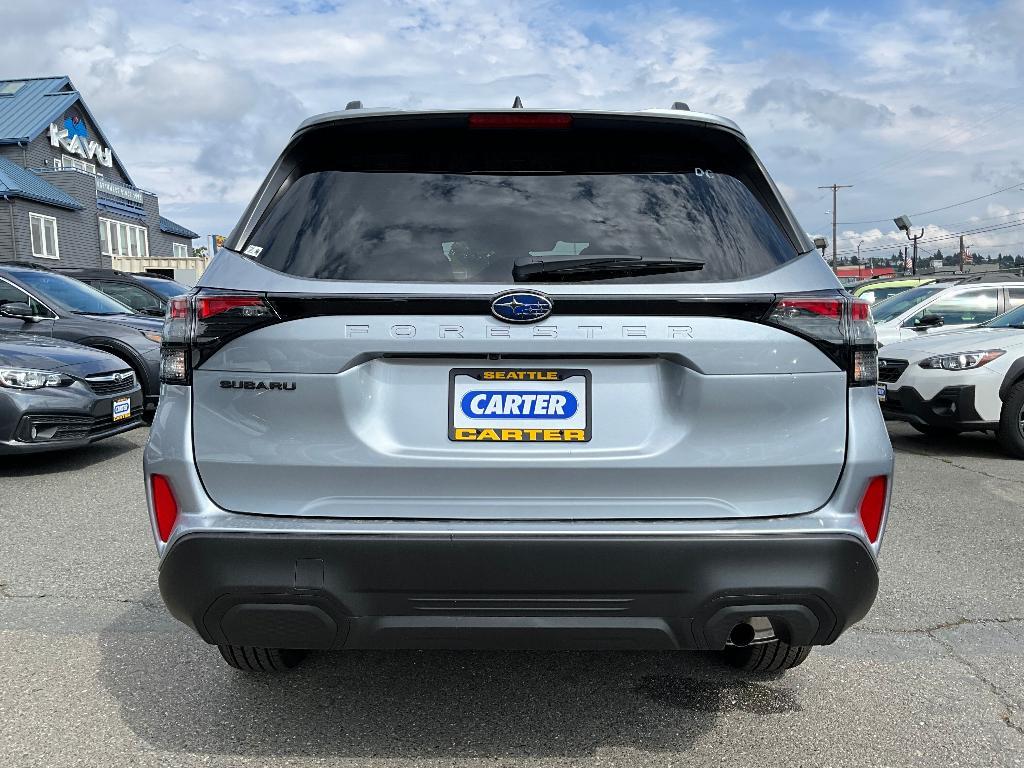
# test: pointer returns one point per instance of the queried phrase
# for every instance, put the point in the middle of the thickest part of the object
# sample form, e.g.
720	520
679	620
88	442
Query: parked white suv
962	381
940	307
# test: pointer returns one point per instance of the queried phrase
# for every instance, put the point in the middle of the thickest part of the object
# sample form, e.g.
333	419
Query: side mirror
931	321
18	310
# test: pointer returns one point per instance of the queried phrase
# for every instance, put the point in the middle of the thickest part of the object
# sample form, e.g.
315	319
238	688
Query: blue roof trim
17	182
123	209
166	225
40	101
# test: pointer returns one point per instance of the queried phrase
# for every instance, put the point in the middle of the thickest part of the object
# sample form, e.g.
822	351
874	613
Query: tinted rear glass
465	211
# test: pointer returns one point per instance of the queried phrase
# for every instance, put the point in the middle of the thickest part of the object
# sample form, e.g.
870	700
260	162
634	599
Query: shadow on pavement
53	462
176	694
964	445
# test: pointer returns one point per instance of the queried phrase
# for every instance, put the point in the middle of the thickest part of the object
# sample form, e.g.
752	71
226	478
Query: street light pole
835	188
903	223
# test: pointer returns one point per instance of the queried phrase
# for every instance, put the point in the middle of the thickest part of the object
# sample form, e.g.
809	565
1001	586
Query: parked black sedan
41	301
143	293
54	394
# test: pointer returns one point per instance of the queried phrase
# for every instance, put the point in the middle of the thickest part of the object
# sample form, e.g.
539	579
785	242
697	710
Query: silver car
509	379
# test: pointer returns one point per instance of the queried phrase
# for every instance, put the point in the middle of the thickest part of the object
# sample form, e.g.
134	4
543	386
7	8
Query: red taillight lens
502	120
177	308
810	307
839	325
208	306
165	506
872	507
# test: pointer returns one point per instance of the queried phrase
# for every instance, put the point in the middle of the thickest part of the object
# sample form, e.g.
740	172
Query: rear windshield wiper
572	266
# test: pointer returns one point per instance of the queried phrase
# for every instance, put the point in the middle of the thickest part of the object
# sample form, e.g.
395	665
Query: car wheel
1011	431
773	656
249	658
933	431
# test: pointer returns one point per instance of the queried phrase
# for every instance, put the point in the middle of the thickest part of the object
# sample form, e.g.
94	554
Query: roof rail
30	264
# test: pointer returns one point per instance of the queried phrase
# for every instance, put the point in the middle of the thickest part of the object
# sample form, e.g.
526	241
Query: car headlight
962	360
19	378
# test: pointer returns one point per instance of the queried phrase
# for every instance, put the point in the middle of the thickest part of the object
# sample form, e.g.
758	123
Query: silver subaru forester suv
506	379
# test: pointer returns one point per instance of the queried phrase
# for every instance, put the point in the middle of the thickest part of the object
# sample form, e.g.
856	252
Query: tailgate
355	418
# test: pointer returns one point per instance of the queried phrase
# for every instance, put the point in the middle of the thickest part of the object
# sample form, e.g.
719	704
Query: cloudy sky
918	104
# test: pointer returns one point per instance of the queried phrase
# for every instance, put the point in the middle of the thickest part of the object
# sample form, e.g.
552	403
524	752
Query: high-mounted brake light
165	506
503	120
839	325
872	507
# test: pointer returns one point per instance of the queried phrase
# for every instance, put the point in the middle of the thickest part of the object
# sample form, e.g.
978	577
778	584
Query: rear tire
933	431
262	660
773	656
1011	431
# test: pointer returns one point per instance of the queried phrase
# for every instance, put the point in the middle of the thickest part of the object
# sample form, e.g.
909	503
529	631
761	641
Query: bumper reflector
165	506
872	507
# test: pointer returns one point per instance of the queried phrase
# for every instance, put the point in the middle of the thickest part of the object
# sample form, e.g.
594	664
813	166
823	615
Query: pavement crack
962	622
951	463
1003	695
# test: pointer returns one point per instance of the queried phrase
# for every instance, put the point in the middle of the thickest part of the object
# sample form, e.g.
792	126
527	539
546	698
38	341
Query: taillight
197	326
840	326
165	506
872	507
513	120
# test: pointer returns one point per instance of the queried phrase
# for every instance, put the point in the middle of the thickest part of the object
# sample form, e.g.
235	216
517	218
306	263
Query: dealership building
67	200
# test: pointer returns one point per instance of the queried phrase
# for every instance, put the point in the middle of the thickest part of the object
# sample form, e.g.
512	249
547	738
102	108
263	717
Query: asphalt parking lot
94	673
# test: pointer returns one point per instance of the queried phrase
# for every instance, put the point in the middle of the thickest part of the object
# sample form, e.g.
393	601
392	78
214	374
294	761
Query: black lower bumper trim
335	591
952	408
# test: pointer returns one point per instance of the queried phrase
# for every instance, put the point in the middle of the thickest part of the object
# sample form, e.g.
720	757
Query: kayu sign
85	148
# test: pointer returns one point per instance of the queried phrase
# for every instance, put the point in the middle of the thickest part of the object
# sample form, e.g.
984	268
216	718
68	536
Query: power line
941	239
936	210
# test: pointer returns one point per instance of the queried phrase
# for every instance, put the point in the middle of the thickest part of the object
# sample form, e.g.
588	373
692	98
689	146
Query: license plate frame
120	409
515	428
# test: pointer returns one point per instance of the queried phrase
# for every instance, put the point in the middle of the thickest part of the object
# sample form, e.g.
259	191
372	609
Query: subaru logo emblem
521	306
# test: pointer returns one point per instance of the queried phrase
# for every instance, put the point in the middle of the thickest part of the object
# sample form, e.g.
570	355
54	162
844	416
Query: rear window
465	210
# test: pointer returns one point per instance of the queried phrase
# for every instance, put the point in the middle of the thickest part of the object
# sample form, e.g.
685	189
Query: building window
124	241
44	237
67	161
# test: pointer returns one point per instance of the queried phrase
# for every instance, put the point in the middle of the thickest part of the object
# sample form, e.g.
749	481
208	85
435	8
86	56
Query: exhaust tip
742	634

GOAL OF THE EXERCISE ▸ Quote the entries in full. Any image among them is to be omitted from the copy.

FULL OUTPUT ▸
# test: pointer returns one point per instance of the queried phrase
# for every instance, put the point in the middle of the thickest part of the object
# sample form, e.g.
720	520
679	620
88	442
Query: parked white suv
962	381
940	307
# test: pointer returns one point per instance of the queried phrase
# for every instance, put the point in the middle of the thickest part of the object
# sample form, e.g.
333	419
Query: side mirror
931	321
18	310
# test: pointer returns one point per instance of the queried phrase
# for every instance, put the point in the middle of the thickest part of the object
# sample form, e.g.
315	319
238	688
Query: blue roof trim
17	182
123	209
166	225
40	101
# test: pointer returns one point per instance of the queried phrase
# for every instance, put the point in the middle of the thickest part of the object
# sample form, e.g.
822	351
874	613
Query: tinted rear glass
465	211
# test: pointer returns one point per instance of the queried phrase
# for every instance, put the point in the middle of the thickest part of the object
# sample form, e.g.
870	700
260	162
634	599
Query: shadow on pavement
53	462
176	694
964	445
# test: pointer returns one point per instance of the queried phrase
# for every instance, put the point in the middle of the thickest part of the object
# sample form, e.g.
752	71
226	478
Query: street light pole
835	188
903	223
# test: pointer returns one point per instance of the queried phrase
# for every instance, put the point in the middle of the thickest part of the object
# sample form, e.g.
809	565
1001	586
Query: parked black sedan
41	301
143	293
54	394
# test: pointer returns one point per instance of the queried phrase
# for every instance, put the point in the middle of the thickest part of the object
# sample form, e.g.
539	579
785	242
697	710
Query: silver car
509	379
# test: pointer returns one point per instance of the queried phrase
# for every instance, put the point in the middle of the thickest part of the object
# sample form, e.g.
134	4
543	386
7	8
Query: red taillight lens
502	120
177	308
810	307
839	325
208	306
165	506
872	507
# test: pointer returns one point per instance of the queried phrase
# for every instance, put the point in the middle of the thickest part of the object
# sample form, e.g.
740	172
Query: rear windshield wiper
572	266
# test: pointer returns one point per instance of the queried phrase
# for every instance, put the point in the middle of the thickest part of the object
# sample form, e.g.
395	665
Query: car wheel
1011	431
773	656
249	658
933	431
# test: pointer returns one point per instance of the queried phrase
# for every instance, put the point in the middle of the thickest part of the object
# sample form, e.g.
94	554
Query: roof rail
30	264
# test: pointer returns one point per instance of the queried phrase
# for every instance, put the point in the middle of the thickest part of the object
# sample form, e.g.
526	241
Query: car headlight
962	360
19	378
# test: pointer returns one point per instance of the queried phrase
# for every instance, put the point in the middle of the thickest part of the object
# sample form, e.g.
758	123
Query: silver subaru forester suv
506	379
# test: pointer returns one point per instance of the queried phrase
# for every instance, put the point in the middle of the thickest part of the object
# sample form, e.g.
856	252
Query: tailgate
355	418
# test: pointer returns one point per instance of the queried phrase
# for every instance, put the point in the middle of the thickest part of the object
# sample form, e.g.
719	704
Query: cloudy sky
918	104
# test: pointer returns one point per instance of the queried phrase
# for every instance, put the point in the middle of the thickest part of the object
# sample form, e.g.
552	403
524	752
Query: high-mounted brake light
165	506
503	120
839	325
872	507
# test: pointer returns one point per instance of the queried phrase
# for every instance, put the point in the middle of the thickest part of the object
# sample form, e.g.
978	577
778	584
Query: rear tire
933	431
262	660
773	656
1011	431
# test: pointer returns one point per instance of the queried phrase
# for every instance, put the point in the middle of the thickest part of the object
# sample form, e.g.
909	503
529	631
761	641
Query: bumper reflector
165	506
872	507
# test: pointer returns one point per instance of the queried phrase
# for every instance, put the point in the middle of the thickest part of the object
# sample form, e.g.
594	664
813	166
823	615
Query: pavement crack
962	622
951	463
1003	695
# test: pointer returns one point per instance of the queried phrase
# for every instance, put the point in the middle of the thickest part of the object
# sample form, e.g.
792	126
527	539
546	698
38	341
Query: taillight
197	326
840	326
165	506
872	507
513	120
# test: pointer returns one point per instance of the queried phrase
# for every instance, put the point in the middle of the thickest part of the object
# sample form, e.g.
235	216
517	218
306	263
Query: dealership building
67	200
# test: pointer returns one point per instance of the queried phrase
# for every instance, put the point in the middle of the thickest part of the object
# sample form, e.g.
512	249
547	738
102	108
263	717
Query: asphalt parking lot
94	673
# test: pointer returns one point per instance of the queried phrase
# for every instance, put the point in the middle of the thickest part of the object
# sample form, e.g.
393	601
392	78
214	374
294	761
Query: black lower bumper trim
335	591
952	408
# test: pointer returns one point per instance of the queried phrase
# for every instance, put the point in the middle of the thickest part of the object
# sample form, e.g.
720	757
Query: kayu sign
85	148
# test: pointer returns one point per instance of the queried phrase
# for every instance, put the point in the middle of the thickest part of the object
# sample form, e.g.
984	268
216	718
68	536
Query: power line
941	239
936	210
# test: pointer returns one point per instance of the queried phrase
# for every instance, put the point in the middle of the thickest part of the object
# sample form, e.g.
588	373
692	98
689	146
Query: license plate frame
120	409
515	428
# test: pointer returns one point per instance of the queried phrase
# for every instance, put the point in the middle of the thickest part of the object
# sample form, e.g.
259	191
372	609
Query: subaru logo emblem
521	306
# test: pointer returns one point per instance of the queried phrase
# for every instance, put the point in the middle of the thickest part of the object
# sample form, e.g.
570	355
54	162
844	416
Query: rear window
465	210
# test: pointer returns one point per instance of the queried phrase
# for every instance, put the point in the middle of the thickest part of the object
# sample form, e.g.
685	189
Query: building window
124	241
44	237
67	161
# test: pointer returns one point per instance of the queried phrase
# for every instance, put the point in the middle of the thickest part of the object
# sample form, e.g.
749	481
208	85
435	8
86	56
Query: exhaust tip
742	634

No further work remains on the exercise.